> Job 1: Revise the drabble passage from "Yes — and the" up to and including "or three words.", writing "audience" in place of "reader".
> Job 2: Carry the passage on drabbles forward from its final line.

======== Excerpted passage ========

A drabble is a work of fiction that is exactly 100 words — not 99, not 101. The title is not counted by convention. The form originated in British SF fandom in the 1980s. The hard constraint is the defining feature: unlike flash fiction with a maximum, a drabble must hit exactly 100 words.
How do you count words in a drabble?
Hyphenated compounds count as one word. Contractions count as one word. Numerals count as one word. The title is not counted. Check individual community or publication guidelines for variations. Most word processors' built-in word counts are accurate for standard prose.
Can a drabble tell a complete story?
Yes — and the best ones must. A drabble needs a beginning (situation established), a middle (complication or decision), and an end (a shift or image that changes everything). The first line drops the reader in medias res. Implication does more work than explanation. The ending must land in the final two or three words.
Where can I publish or share drabbles?

======== Data shown ========

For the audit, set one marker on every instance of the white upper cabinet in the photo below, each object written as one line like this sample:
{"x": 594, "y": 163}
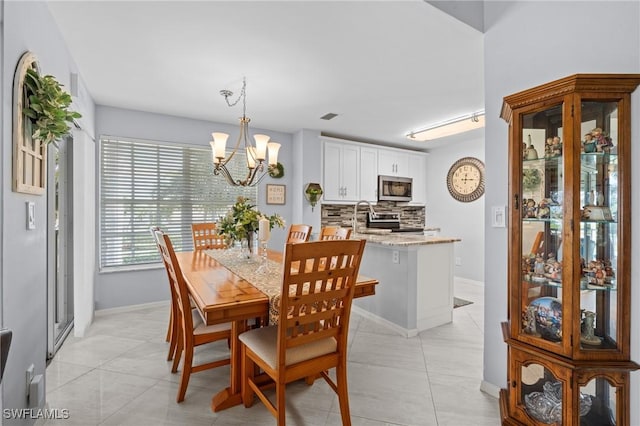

========

> Exercise response 1:
Yes — and the best ones must. A drabble needs a beginning (situation established), a middle (complication or decision), and an end (a shift or image that changes everything). The first line drops the audience in medias res. Implication does more work than explanation. The ending must land in the final two or three words.

> Exercise response 2:
The Drabblecast and 100 Word Story (100wordstory.org) publish drabbles. Many genre magazines accept 100-word flash. Reddit's r/DrabbleCommunity and Tumblr run weekly challenges. Archive of Our Own has extensive drabble libraries organized by fandom. Fan fiction communities are the most active drabble spaces online.
How does writing drabbles improve your fiction craft overall?
Drabble writing forces word-level editing discipline. When every word must reach exactly 100, adverbs, filler phrases, and passive constructions become immediately visible. Writers who practice drabbles report faster editing on longer work. The habit of asking “does this word pull its weight?” transfers directly to scenes, chapters, and full manuscripts.